** begin Input material **

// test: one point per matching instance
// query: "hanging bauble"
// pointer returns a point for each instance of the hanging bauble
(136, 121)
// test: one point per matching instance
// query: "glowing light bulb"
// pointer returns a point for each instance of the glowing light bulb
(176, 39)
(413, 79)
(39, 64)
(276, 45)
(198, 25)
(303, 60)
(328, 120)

** end Input material **

◆ Exercise brief ◆
Above are the records; copy all of them exactly.

◆ Output for this exercise ◆
// test: one point per matching instance
// query: "hanging bauble"
// pointer returns a point for each instance of the hanging bauble
(136, 121)
// test: one point per matching instance
// query: "glowing light bulb"
// pointer returns a point for each instance of the glowing light bulb
(176, 39)
(413, 79)
(39, 64)
(276, 45)
(198, 25)
(303, 60)
(328, 120)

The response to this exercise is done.